» **Exercise details**
Only the number is needed: how many lines in the entries below contain the string "several"?

» **Provided information**
________________________

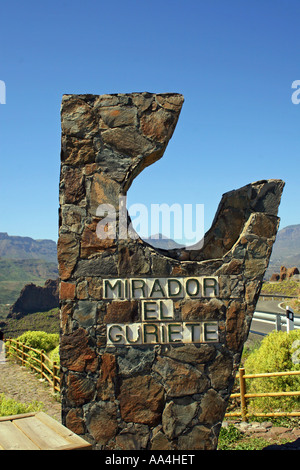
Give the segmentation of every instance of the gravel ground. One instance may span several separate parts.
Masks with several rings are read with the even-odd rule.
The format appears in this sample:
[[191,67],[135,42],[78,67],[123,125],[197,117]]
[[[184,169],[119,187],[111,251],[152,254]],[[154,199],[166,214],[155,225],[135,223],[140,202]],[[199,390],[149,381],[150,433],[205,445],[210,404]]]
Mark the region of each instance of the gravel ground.
[[11,361],[0,363],[0,393],[21,403],[42,402],[43,411],[61,422],[61,405],[54,398],[47,381]]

________________________

» **Reply**
2